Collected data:
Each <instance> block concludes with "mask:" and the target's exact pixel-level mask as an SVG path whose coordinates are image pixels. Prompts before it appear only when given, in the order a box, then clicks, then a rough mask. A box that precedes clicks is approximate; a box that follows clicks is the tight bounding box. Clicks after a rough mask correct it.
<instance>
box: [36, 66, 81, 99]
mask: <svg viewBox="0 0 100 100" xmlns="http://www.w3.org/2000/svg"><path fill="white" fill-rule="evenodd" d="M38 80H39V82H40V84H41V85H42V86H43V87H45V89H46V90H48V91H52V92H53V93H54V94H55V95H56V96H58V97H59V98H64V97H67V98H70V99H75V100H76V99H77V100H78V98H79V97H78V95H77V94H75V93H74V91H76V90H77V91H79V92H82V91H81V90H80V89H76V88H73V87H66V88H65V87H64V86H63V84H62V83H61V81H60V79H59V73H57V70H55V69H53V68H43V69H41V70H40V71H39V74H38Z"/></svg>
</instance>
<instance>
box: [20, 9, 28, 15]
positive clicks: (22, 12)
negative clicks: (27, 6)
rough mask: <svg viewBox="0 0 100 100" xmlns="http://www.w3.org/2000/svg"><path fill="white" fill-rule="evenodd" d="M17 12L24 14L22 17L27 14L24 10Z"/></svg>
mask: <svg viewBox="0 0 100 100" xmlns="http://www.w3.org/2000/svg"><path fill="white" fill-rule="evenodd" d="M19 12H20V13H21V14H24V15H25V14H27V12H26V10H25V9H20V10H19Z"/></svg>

# Required work
Return exactly what appears in the records from the line with "rough mask: <svg" through the final line, and nothing else.

# Problem solution
rough mask: <svg viewBox="0 0 100 100" xmlns="http://www.w3.org/2000/svg"><path fill="white" fill-rule="evenodd" d="M17 12L24 14L22 17L27 14L24 10Z"/></svg>
mask: <svg viewBox="0 0 100 100" xmlns="http://www.w3.org/2000/svg"><path fill="white" fill-rule="evenodd" d="M19 12H20V13H21V14H24V15H25V14H27V12H26V10H25V9H20V10H19Z"/></svg>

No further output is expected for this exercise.